When I make circuit boards, I have a stencil and some printed circuit boards. Basically, you have a jig where you put the PCB down, and then you slap the stencil on top of that. And it's got all these little holes, and paste needs to go in those holes. So you squeegee that on there, and then all of a sudden all the pads that should have solder, have solder. And then you put it in the pick-and-place machine, it puts all the little components, they stick to the paste, you put it in the oven, and all of a sudden you have a circuit board. Except stuff goes wrong all the time. The machine might put a component very slightly off. And most of the time, solder paste is supposed to just automagically fix that.

* [The tasks]
1. Answer these questions from the passage on making circuit boards:
(a) What is placed on top of the PCB once it is down in the jig?
(b) Where does the board go after the pick-and-place machine?
(c) What mistake by the machine is solder paste usually supposed to fix?
2. Transcribe the passage on making circuit boards word for word, starting with "When I make" and going on through "automagically fix that.".

[Excerpts from a point labeling dataset]
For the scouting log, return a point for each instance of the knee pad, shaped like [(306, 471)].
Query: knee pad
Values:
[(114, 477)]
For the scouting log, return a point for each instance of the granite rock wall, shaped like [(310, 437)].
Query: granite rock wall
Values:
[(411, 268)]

* [Exercise answers]
1.
(a) The stencil.
(b) Into the oven.
(c) Putting a component very slightly off.

2.
When I make circuit boards, I have a stencil and some printed circuit boards. Basically, you have a jig where you put the PCB down, and then you slap the stencil on top of that. And it's got all these little holes, and paste needs to go in those holes. So you squeegee that on there, and then all of a sudden all the pads that should have solder, have solder. And then you put it in the pick-and-place machine, it puts all the little components, they stick to the paste, you put it in the oven, and all of a sudden you have a circuit board. Except stuff goes wrong all the time. The machine might put a component very slightly off. And most of the time, solder paste is supposed to just automagically fix that.